Here is the listing. Report each line in it that contains the string "sedan".
START Data to use
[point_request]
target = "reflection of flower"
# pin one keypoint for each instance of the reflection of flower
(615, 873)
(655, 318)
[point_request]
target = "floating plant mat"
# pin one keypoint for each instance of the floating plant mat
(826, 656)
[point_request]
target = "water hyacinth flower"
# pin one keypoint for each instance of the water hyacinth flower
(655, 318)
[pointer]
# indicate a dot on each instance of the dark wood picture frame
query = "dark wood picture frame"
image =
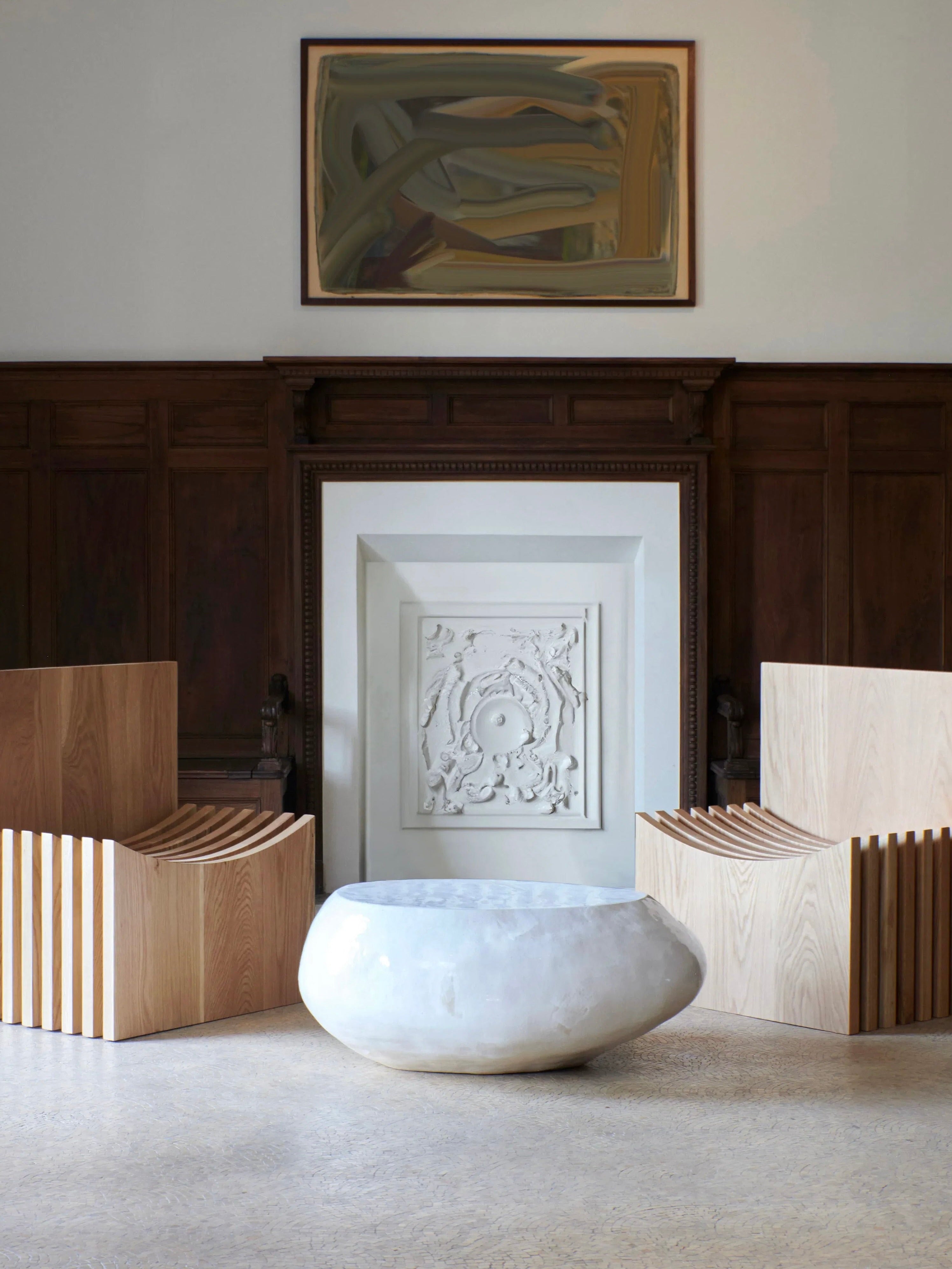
(689, 129)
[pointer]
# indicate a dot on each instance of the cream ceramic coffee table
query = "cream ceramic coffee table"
(493, 976)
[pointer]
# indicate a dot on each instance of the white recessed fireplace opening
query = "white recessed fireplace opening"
(500, 677)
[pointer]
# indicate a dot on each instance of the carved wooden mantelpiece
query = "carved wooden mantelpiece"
(504, 419)
(512, 401)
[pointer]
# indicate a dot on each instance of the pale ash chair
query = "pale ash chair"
(831, 907)
(111, 928)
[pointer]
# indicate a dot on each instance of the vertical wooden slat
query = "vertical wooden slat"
(13, 914)
(92, 937)
(856, 908)
(925, 862)
(889, 916)
(870, 936)
(942, 925)
(51, 933)
(838, 563)
(72, 947)
(31, 898)
(906, 1011)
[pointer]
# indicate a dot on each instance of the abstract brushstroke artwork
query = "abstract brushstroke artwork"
(498, 173)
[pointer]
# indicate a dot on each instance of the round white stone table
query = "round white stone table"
(493, 976)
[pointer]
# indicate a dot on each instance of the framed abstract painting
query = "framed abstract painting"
(498, 172)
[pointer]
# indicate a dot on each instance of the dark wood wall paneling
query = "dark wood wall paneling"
(506, 419)
(830, 522)
(146, 518)
(146, 506)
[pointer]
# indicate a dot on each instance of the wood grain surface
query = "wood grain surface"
(92, 937)
(847, 750)
(776, 931)
(89, 750)
(889, 929)
(850, 937)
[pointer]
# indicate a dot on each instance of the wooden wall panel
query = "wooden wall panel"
(831, 523)
(779, 573)
(101, 545)
(100, 426)
(220, 599)
(14, 570)
(898, 570)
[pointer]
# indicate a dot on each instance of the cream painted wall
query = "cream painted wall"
(149, 181)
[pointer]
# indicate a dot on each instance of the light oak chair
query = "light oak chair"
(201, 917)
(824, 908)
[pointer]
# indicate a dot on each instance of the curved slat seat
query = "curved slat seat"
(117, 941)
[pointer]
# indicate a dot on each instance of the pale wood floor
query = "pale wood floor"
(715, 1141)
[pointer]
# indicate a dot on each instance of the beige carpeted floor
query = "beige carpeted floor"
(715, 1141)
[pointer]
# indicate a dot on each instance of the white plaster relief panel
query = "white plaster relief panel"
(500, 716)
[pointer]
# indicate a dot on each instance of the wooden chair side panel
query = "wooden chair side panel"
(12, 934)
(120, 748)
(89, 750)
(51, 932)
(777, 933)
(92, 1004)
(153, 945)
(852, 750)
(72, 936)
(31, 928)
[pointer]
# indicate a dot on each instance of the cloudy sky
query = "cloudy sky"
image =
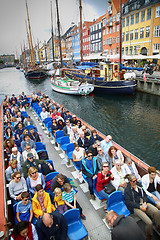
(13, 16)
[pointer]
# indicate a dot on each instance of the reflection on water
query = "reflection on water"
(133, 121)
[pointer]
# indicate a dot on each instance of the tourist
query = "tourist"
(13, 167)
(103, 178)
(136, 202)
(58, 181)
(52, 226)
(24, 209)
(115, 154)
(119, 181)
(124, 228)
(149, 183)
(106, 144)
(16, 187)
(41, 202)
(24, 230)
(69, 197)
(59, 203)
(33, 179)
(90, 170)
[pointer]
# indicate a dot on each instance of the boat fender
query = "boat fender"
(116, 73)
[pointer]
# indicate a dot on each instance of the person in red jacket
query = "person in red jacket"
(103, 178)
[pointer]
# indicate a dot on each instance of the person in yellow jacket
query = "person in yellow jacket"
(41, 202)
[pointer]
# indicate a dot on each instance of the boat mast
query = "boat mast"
(59, 35)
(29, 44)
(120, 32)
(52, 32)
(30, 34)
(81, 40)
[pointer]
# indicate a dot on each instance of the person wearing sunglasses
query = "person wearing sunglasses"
(24, 209)
(16, 187)
(137, 203)
(89, 171)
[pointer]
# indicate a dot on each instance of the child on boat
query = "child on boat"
(24, 209)
(59, 203)
(69, 196)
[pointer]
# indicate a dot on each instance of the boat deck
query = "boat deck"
(94, 213)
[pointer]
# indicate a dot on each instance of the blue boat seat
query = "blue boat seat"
(115, 202)
(76, 229)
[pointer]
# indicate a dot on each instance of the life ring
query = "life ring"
(116, 73)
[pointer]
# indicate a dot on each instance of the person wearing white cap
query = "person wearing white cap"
(118, 172)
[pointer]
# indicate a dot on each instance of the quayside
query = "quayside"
(94, 210)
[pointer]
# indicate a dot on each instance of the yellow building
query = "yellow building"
(138, 27)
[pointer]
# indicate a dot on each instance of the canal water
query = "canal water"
(133, 121)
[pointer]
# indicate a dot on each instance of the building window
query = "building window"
(142, 33)
(127, 21)
(132, 19)
(157, 31)
(149, 14)
(123, 35)
(127, 36)
(137, 17)
(123, 22)
(135, 50)
(147, 31)
(158, 11)
(131, 35)
(117, 28)
(136, 33)
(126, 50)
(142, 16)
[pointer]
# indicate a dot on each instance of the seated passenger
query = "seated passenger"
(24, 209)
(119, 181)
(33, 179)
(41, 202)
(59, 203)
(136, 202)
(17, 155)
(106, 144)
(83, 141)
(90, 170)
(103, 178)
(149, 183)
(16, 187)
(34, 135)
(13, 167)
(24, 230)
(26, 140)
(93, 147)
(130, 168)
(94, 137)
(58, 181)
(27, 150)
(102, 157)
(69, 197)
(75, 134)
(115, 155)
(44, 114)
(78, 154)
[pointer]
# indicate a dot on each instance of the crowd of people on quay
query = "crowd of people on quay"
(39, 205)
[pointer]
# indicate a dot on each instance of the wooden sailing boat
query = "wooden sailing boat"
(33, 73)
(107, 77)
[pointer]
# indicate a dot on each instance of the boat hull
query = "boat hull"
(121, 87)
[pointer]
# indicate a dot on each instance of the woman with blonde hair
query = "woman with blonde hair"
(13, 167)
(33, 179)
(16, 187)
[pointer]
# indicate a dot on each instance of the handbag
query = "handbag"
(109, 188)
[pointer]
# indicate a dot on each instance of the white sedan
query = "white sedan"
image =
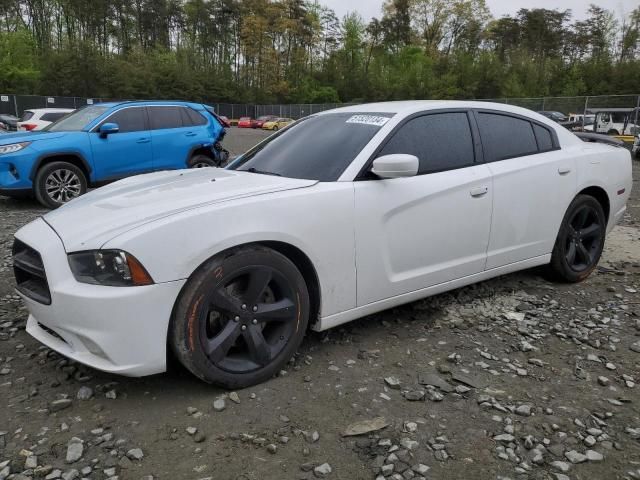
(341, 215)
(38, 118)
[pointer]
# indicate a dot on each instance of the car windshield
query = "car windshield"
(77, 120)
(314, 148)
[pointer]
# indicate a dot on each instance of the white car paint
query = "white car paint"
(373, 244)
(36, 119)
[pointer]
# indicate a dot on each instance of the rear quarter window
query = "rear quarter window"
(53, 116)
(165, 117)
(504, 136)
(192, 118)
(543, 137)
(441, 141)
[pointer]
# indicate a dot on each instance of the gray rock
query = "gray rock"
(435, 381)
(60, 404)
(75, 448)
(594, 456)
(414, 395)
(524, 410)
(392, 382)
(322, 471)
(31, 462)
(135, 454)
(70, 474)
(575, 457)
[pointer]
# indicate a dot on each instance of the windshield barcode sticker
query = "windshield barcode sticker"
(368, 120)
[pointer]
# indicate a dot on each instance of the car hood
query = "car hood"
(95, 218)
(18, 137)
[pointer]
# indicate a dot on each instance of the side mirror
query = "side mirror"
(108, 129)
(396, 165)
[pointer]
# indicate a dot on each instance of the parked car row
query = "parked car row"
(610, 121)
(266, 122)
(348, 213)
(104, 142)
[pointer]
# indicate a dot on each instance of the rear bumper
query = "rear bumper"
(121, 330)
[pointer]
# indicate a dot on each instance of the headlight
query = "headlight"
(113, 268)
(14, 147)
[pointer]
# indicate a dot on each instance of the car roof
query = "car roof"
(407, 107)
(48, 110)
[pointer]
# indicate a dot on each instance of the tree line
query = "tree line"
(299, 51)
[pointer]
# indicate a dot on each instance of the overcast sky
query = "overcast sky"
(373, 8)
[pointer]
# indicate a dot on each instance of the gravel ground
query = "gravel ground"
(517, 377)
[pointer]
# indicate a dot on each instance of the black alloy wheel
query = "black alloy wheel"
(584, 234)
(241, 318)
(581, 240)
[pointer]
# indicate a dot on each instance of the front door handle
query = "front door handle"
(479, 192)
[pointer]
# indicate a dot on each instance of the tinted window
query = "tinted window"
(129, 119)
(165, 117)
(543, 137)
(316, 148)
(77, 120)
(52, 117)
(505, 137)
(441, 141)
(192, 118)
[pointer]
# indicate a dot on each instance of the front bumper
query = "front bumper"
(115, 329)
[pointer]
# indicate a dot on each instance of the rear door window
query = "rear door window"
(504, 136)
(165, 117)
(129, 119)
(53, 116)
(441, 141)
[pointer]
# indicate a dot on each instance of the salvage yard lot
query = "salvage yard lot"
(535, 379)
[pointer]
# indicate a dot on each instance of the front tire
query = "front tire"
(240, 317)
(59, 182)
(580, 241)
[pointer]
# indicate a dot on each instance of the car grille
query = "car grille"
(29, 271)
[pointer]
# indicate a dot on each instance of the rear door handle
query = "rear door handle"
(479, 192)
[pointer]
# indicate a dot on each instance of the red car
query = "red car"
(260, 121)
(245, 122)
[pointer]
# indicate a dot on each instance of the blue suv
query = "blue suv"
(104, 142)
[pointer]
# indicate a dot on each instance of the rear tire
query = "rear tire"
(240, 317)
(58, 183)
(580, 241)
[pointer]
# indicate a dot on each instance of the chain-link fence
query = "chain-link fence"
(622, 109)
(17, 104)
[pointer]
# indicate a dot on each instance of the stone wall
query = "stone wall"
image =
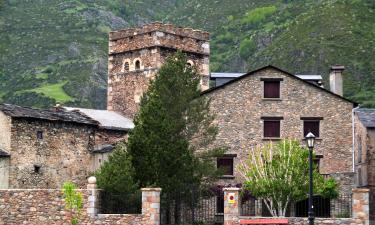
(360, 209)
(150, 45)
(360, 152)
(4, 172)
(62, 154)
(158, 34)
(239, 106)
(46, 206)
(317, 221)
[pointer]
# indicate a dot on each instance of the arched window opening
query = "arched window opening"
(137, 65)
(126, 67)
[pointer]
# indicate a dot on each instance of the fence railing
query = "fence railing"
(340, 207)
(194, 207)
(119, 203)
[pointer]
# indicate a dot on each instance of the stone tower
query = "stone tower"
(136, 54)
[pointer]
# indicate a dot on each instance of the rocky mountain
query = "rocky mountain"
(56, 51)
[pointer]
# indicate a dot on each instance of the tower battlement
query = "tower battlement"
(136, 55)
(159, 35)
(158, 26)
END Data to use
Answer below.
# indicate a dot on each instance of the white sedan
query = "white sedan"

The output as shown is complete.